What is needed
Copy the rows below word for word, leaving out the pictures.

Listing
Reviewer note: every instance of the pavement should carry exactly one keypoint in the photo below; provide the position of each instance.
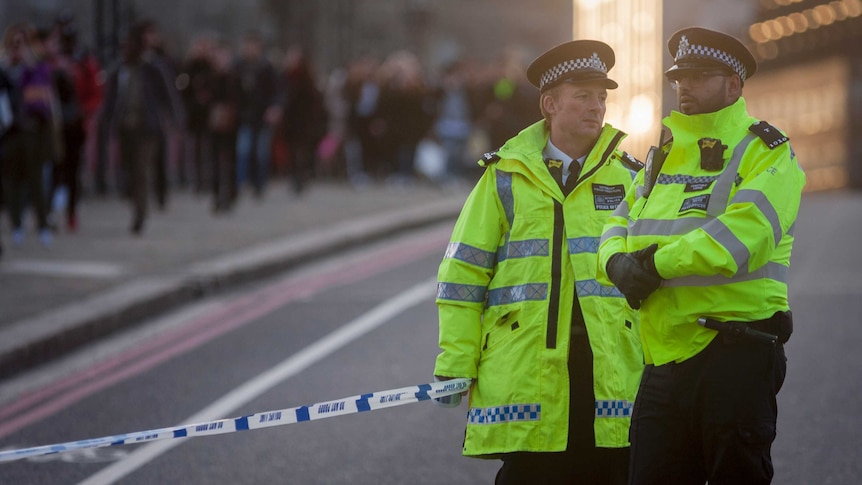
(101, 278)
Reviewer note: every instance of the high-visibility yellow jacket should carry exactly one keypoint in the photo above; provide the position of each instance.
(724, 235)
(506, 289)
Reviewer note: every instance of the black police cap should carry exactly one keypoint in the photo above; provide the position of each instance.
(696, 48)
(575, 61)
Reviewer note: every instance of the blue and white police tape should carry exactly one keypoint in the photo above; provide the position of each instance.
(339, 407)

Output below
Reviewer note: every instance of the pavement should carry exactly one keypoint in the photo below; provide the position of each instance.
(101, 278)
Reviewer note: every instance of the high-visibility yellow jacket should carry exactly one keypoint in the photo above; provide the position of each instance.
(724, 235)
(506, 289)
Reviewer note: every instance of the black police cap should carry exactly one keypoint in the photo above; provide the position of each instance.
(696, 48)
(575, 61)
Reviewer note: every instance of the blue and white police tape should carry exactly one keypoint in the photo above; provide the position of each instance.
(339, 407)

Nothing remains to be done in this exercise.